**Excerpted text:**
= = = = = = =

Fifteen Years ago, Bolton Wanderers were playing in the Premier League and Salford City in the North West Counties League at the ninth level of the pyramid. Today they played each other in League Two. Amazing what performance on the field of play (or lack thereof) can do in pro/rel leagues.
fifteen years ago, the seattle sounders were playing in the a-league and lafc didn't exist. on november 24, they are going to play in the mls cup playoffs. amazing what can happen when countries have a system that works for them and if it honks off euros, all the better. point being: who gives a f*** about your example?
The thing is people keep buying broken football clubs, so they very rarely disappear. It also happened to Crystal Palace, Portsmouth, Bradford City, Derby County, Ipswich Town, Wimbledon, Leeds United, Coventry and Wigan. Wigan found a dodgy white knight and it very quickly went pear shaped. The same thing that happened at Notts County in 2009 except it took 4 months to find out they weren't paying the bills. Wolves, Burnley, Sheffield United and Portsmouth all fell from the top-flight to the fourth level before climbing all the way back (Portsmouth are in progress). In any other business those names would have disappeared but not soccer, not English soccer anyway. But nostalgia is a funny old thing. San Jose, Vancouver, Portland and Seattle all claim to be 46 years old, even though they have nothing to do with the original NASL clubs, except for Portland's stadium, Seattle's coach, and one former San Jose Clash director. Oh and this.
It’s not all butterflies and rainbows. Pro/rel more often then not causes clubs to go into financial ruin. That’s why its not going to fix American soccer like they think it will.
They won’t disappear in England, but if that happened here they would have folded. Even in an open system.
Mmmm, you obviously have no clue what Pro/Rel is, otherwise you wouldnot make this assumption. Financially stupid behaviour has nothing to do with the concept, as P/R exist longer than the last two decades of exhuberant spending behaviour since epl started.
I think if the Timbers and/or Sounders failed someone would buy the rights to the name and relaunch them. They've become iconic. If the Whitecaps failed and a Vancouver team entered CPL someone would probably want to call them the Whitecaps.
I’m well aware how it works. The financial aspect is a problem with an open system. Especially an open system with no cap.

= = = = = = =

**Record set:**
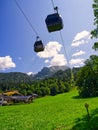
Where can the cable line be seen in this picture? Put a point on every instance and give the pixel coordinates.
(26, 17)
(62, 40)
(53, 4)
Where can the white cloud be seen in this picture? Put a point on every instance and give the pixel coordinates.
(77, 62)
(81, 38)
(19, 58)
(79, 53)
(51, 51)
(6, 63)
(58, 60)
(46, 61)
(29, 73)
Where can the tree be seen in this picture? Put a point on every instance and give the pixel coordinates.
(94, 32)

= = = = = = =

**Work to complete:**
A – In the promotion and relegation discussion, in which league did Bolton Wanderers and Salford City play each other?
B – Return the passage from the promotion and relegation discussion starting at "They won’t disappear" and ending at "with no cap.".
C – Write the next part of the promotion and relegation discussion, picking up after its final comment.

**Responses to the tasks:**
A – League Two.

B –
They won’t disappear in England, but if that happened here they would have folded. Even in an open system.
Mmmm, you obviously have no clue what Pro/Rel is, otherwise you wouldnot make this assumption. Financially stupid behaviour has nothing to do with the concept, as P/R exist longer than the last two decades of exhuberant spending behaviour since epl started.
I think if the Timbers and/or Sounders failed someone would buy the rights to the name and relaunch them. They've become iconic. If the Whitecaps failed and a Vancouver team entered CPL someone would probably want to call them the Whitecaps.
I’m well aware how it works. The financial aspect is a problem with an open system. Especially an open system with no cap.

C –
Before the Premier League most English clubs operated at a small loss. Manchester United and Liverpool were always touted as exceptions. They regularly made a profit. Examples of clubs that struggled after over-spending in the 1970s include Wolves, Sheffield United and Chelsea, though in each of those cases it was overspending on stadium improvements as much much as anything. Burnley's slide began with the abolition of the maximum wage. Before that their chairman, Bob Lord had boasted that they could have been bigger than Manchester United, a strange claim for a club geographically isolated in the Pennine hills.
They'd have to pay MLS a hefty price for the rights to the name and image though......the league owns the trademarks and image rights.
It's odd because when I've pointed out on this thread the failure rate of MLS teams, I've been told Chivas didn't fail but are now LAFC. So based on that, LAFC did exist and Seatlle was playing in the second division. So what's your point? Oh, so that your "point". But certainly agree that people with closed minds don't "give a f***" about this.
Here's someone who should know shamateurism if he sees it: https://www.nytimes.com/2020/11/12/opinion/sunday/ncaa-sports-paying-college-players.html
Jesus. Dude, even if the NFL had promotion and relegation, someone would still get relegated. No matter how much more motivation you have, no matter how much of an effort you put into winning, someone will still get relegated. Then what? Say the Jets get relegated. This isn't a small European nation. This is a nation where Louisiana covers more area than England. The team that replaces the Jets isn't going to be some small-market darling; it's going to be a third NY franchise, or another California franchise, or a Texas franchise, or some other big city. They're not going to get a team from an 11,000 seat stadium in Frog Balls, Arkansas. Who will get slapped around for a year and go back down. Meanwhile, the Jets will be back in the bigs in two years maximum. You're never going to get a Cinderella story where a small-town team wins the Super Bowl.
(Football is a terrible example, though: the talent pool is limited to USA and Canada, the roster sizes are enormous and there is an enormous and wildly popular amateur system beneath the NFL which would make the economics of lower league football completely impossible)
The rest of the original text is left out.